◆ Task instructions ◆
Put every line of the material below into a numbered list, skipping the blank lines.

◆ Stored data ◆
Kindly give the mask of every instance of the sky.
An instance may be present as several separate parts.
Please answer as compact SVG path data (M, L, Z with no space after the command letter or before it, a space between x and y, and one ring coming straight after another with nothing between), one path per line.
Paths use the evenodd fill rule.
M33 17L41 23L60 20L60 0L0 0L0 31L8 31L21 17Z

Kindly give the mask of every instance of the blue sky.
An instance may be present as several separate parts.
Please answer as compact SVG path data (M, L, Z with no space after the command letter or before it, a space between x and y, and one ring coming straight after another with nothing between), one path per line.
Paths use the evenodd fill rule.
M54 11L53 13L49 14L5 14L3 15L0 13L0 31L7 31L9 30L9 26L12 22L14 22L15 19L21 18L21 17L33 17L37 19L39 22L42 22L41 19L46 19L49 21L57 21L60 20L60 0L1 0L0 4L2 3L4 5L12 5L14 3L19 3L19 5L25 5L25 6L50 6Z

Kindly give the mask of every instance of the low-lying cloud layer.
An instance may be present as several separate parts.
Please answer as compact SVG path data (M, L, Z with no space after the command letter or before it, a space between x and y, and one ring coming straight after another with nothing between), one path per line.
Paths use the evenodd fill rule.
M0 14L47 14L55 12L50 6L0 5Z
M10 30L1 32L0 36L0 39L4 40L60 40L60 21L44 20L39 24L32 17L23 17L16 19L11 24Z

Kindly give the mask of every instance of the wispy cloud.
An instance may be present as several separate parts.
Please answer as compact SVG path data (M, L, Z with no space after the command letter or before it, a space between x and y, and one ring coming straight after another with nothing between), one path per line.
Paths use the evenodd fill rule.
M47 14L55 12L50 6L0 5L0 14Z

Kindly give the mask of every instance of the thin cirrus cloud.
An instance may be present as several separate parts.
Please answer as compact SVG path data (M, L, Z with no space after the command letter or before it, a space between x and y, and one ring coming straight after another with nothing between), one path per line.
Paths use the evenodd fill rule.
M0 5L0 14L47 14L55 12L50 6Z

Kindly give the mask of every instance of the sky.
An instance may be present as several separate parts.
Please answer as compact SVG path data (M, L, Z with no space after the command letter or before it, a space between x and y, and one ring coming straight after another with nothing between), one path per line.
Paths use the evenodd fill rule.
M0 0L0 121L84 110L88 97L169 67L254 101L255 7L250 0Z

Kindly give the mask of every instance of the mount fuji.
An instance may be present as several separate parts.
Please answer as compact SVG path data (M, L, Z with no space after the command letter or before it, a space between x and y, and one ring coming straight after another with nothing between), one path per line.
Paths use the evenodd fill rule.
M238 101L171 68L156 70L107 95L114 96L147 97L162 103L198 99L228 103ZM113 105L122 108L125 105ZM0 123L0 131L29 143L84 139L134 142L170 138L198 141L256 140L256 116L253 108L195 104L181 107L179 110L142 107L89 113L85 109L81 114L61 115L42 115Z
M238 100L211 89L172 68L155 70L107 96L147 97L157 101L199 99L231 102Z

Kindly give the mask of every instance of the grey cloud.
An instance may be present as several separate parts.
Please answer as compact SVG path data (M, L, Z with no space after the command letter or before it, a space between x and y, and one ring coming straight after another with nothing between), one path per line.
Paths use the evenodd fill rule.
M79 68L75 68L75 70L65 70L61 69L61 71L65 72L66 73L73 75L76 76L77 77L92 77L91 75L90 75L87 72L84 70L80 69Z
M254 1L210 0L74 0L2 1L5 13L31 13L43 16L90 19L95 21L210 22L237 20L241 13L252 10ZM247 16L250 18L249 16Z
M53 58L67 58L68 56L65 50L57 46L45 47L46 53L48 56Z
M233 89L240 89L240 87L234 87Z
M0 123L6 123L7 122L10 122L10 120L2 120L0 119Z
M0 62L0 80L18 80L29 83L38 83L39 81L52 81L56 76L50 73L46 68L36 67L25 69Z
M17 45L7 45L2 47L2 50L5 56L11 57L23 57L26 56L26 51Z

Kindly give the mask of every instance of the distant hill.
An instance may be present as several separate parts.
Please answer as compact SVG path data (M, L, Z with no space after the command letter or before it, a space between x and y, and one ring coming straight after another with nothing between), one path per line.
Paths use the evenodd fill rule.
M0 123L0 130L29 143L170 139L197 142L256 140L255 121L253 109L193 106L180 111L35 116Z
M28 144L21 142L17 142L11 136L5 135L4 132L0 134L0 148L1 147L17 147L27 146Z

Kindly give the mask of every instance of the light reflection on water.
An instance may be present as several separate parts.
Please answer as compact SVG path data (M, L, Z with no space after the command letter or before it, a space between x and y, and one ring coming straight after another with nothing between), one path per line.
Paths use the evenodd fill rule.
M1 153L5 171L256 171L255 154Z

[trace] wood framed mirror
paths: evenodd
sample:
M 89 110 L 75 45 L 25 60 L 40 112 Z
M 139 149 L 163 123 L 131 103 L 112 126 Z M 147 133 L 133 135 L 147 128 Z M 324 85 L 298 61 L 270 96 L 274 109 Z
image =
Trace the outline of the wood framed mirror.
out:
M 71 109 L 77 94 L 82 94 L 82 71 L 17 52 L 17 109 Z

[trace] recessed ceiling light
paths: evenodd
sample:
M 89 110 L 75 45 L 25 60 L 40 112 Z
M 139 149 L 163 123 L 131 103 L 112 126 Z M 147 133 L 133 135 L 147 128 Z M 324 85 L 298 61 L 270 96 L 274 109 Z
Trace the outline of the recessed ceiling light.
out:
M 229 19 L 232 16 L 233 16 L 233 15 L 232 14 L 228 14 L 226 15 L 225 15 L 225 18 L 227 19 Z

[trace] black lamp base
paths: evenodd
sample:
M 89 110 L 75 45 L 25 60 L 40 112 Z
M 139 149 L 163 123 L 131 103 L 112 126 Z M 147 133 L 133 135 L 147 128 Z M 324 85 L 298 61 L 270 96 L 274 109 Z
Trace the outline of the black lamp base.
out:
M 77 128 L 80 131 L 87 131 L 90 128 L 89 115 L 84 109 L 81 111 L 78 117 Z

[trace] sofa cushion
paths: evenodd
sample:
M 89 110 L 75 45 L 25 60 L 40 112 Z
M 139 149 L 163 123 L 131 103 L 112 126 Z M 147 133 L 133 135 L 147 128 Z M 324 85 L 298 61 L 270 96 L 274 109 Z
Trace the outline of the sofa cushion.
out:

◆ Task result ◆
1. Kindly give the mask of every instance of the sky.
2. An instance may be present as several separate parts.
3. Please answer as compact SVG path data (M, L, Z with no space after the command letter or before it, a space between x and y, and one ring coming straight after another with nothing between), one path per line.
4. Paths use the evenodd fill rule.
5. M33 17L41 23L60 20L60 0L0 0L0 31L8 31L21 17Z
6. Kindly give the mask of every instance of the blue sky.
7. An instance may be present as several separate parts.
8. Please answer as compact SVG path data (M, L, Z with no space after the command letter or before it, a space between x and y, and one ring coming straight after another with nothing between), one path per line.
9. Paths use the evenodd fill rule.
10. M54 11L53 13L49 14L5 14L3 15L0 13L0 31L7 31L9 30L9 26L12 22L14 22L15 19L21 18L21 17L33 17L37 19L39 22L42 22L41 19L46 19L49 21L57 21L60 20L60 0L1 0L0 4L2 3L4 5L12 5L14 3L19 3L19 5L25 5L25 6L50 6Z
11. Kindly give the mask of every instance of the low-lying cloud layer.
12. An instance may be present as several separate parts.
13. Please answer as compact SVG path data (M, L, Z with no space after the command letter or before it, a space between x and y, and one ring coming straight after another with nothing between), one path per line.
14. Paths use the evenodd fill rule.
15. M0 14L47 14L55 12L50 6L0 5Z
16. M10 30L1 32L0 36L0 39L4 40L60 40L60 21L44 20L39 24L32 17L23 17L16 19L11 24Z
17. Kindly give the mask of every instance of the wispy cloud.
18. An instance may be present as several separate parts.
19. Please answer as compact SVG path data (M, L, Z with no space after the command letter or before it, a space between x and y, and one ring coming straight after another with nothing between), one path per line.
20. Paths use the evenodd fill rule.
21. M47 14L55 12L50 6L0 5L0 14Z
22. Kindly give the mask of every instance of the thin cirrus cloud.
23. An instance may be present as several separate parts.
24. Please answer as compact SVG path data (M, L, Z with no space after the command letter or before it, a space between x and y, and one ring coming straight after another with nothing between), one path per line.
25. Paths use the evenodd fill rule.
26. M0 5L0 14L47 14L55 12L50 6Z
27. Kindly give the mask of every instance of the sky.
28. An instance may be present as several separate parts.
29. Please answer as compact SVG path data (M, L, Z with no space after the command letter or before it, a space between x and y, and one ring coming straight after another with nothing between), one path per line.
30. Paths use the evenodd fill rule.
31. M0 0L0 121L84 110L88 97L169 67L254 101L255 7L250 0Z
32. Kindly give the mask of every instance of the mount fuji.
33. An instance may be present as several separate parts.
34. Please answer as compact SVG path data (M, L, Z with no space after the command letter or before it, a space between x and y, and one ring coming straight after another with nothing between), one path per line.
35. Paths use the evenodd fill rule.
36. M238 101L171 68L156 70L107 95L114 96L147 97L162 103L198 99L228 103ZM113 105L122 108L125 105ZM0 123L0 131L29 143L84 139L134 142L170 138L198 141L256 140L256 116L253 108L195 104L181 107L179 110L142 107L89 113L85 109L81 114L61 115L42 115Z
37. M238 100L211 89L172 68L155 70L107 96L147 97L157 101L199 99L231 102Z
38. Kindly give the mask of every instance of the grey cloud.
39. An instance may be present as several separate parts.
40. Please answer as compact SVG path data (M, L, Z with no space after the command letter or before it, a space between x and y, and one ring coming straight after another with nothing between), one path per line.
41. Paths use the evenodd fill rule.
42. M79 68L75 68L75 70L65 70L61 69L61 71L65 72L66 73L73 75L76 76L77 77L92 77L91 75L90 75L87 72L84 70L80 69Z
43. M254 1L210 0L74 0L2 1L5 13L31 13L43 16L90 19L95 21L210 22L237 20L241 13L252 10ZM247 16L250 18L249 16Z
44. M53 58L67 58L68 56L65 50L57 46L45 47L46 53L48 56Z
45. M233 89L240 89L240 87L234 87Z
46. M0 123L6 123L7 122L10 122L10 120L2 120L0 119Z
47. M0 62L0 80L18 80L29 83L38 83L39 81L52 81L56 76L50 73L46 68L36 67L25 69Z
48. M17 45L7 45L2 47L2 50L5 56L11 57L23 57L26 56L26 51Z
49. Kindly give the mask of every instance of the distant hill.
50. An instance may be present as several separate parts.
51. Please answer as compact SVG path data (M, L, Z with no space after the command letter or before it, a space between x and y, and one ring coming straight after another with nothing between), one path per line.
52. Paths use the evenodd fill rule.
53. M0 123L0 130L29 143L170 139L197 142L256 140L255 121L253 109L193 106L180 111L35 116Z
54. M28 144L21 142L17 142L11 136L5 135L4 132L0 134L0 148L1 147L17 147L27 146Z
55. Kindly give the mask of every instance of the light reflection on water.
56. An instance may be present as several separate parts.
57. Please answer as compact SVG path data (M, L, Z with no space after the command letter or before it, a space between x and y, and one ring coming straight after another with nothing between), one path per line.
58. Paths use the evenodd fill rule.
59. M1 153L5 171L256 171L255 154Z
60. [trace] wood framed mirror
61. paths: evenodd
62. sample:
63. M 89 110 L 75 45 L 25 60 L 40 112 Z
64. M 139 149 L 163 123 L 131 103 L 112 126 Z M 147 133 L 133 135 L 147 128 Z M 324 85 L 298 61 L 270 96 L 274 109 Z
65. image =
66. Trace the outline of the wood framed mirror.
67. out:
68. M 71 109 L 77 94 L 82 94 L 82 71 L 17 52 L 17 109 Z
69. [trace] recessed ceiling light
70. paths: evenodd
71. sample:
72. M 89 110 L 75 45 L 25 60 L 40 112 Z
73. M 139 149 L 163 123 L 131 103 L 112 126 Z M 147 133 L 133 135 L 147 128 Z M 324 85 L 298 61 L 270 96 L 274 109 Z
74. Trace the outline of the recessed ceiling light.
75. out:
76. M 229 19 L 232 16 L 233 16 L 233 15 L 232 14 L 228 14 L 226 15 L 225 15 L 225 18 L 227 19 Z
77. [trace] black lamp base
78. paths: evenodd
79. sample:
80. M 89 110 L 75 45 L 25 60 L 40 112 Z
81. M 139 149 L 163 123 L 131 103 L 112 126 Z M 147 133 L 133 135 L 147 128 Z M 324 85 L 298 61 L 270 96 L 274 109 Z
82. Trace the outline of the black lamp base.
83. out:
84. M 77 128 L 80 131 L 87 131 L 90 128 L 89 115 L 84 109 L 81 111 L 78 117 Z
85. [trace] sofa cushion
86. paths: evenodd
87. sample:
88. M 89 110 L 75 45 L 25 60 L 40 112 Z
89. M 139 149 L 163 123 L 131 103 L 112 126 Z M 147 133 L 133 135 L 147 128 Z M 324 85 L 298 61 L 270 96 L 274 109 Z
90. Trace the outline of the sofa cushion.
91. out:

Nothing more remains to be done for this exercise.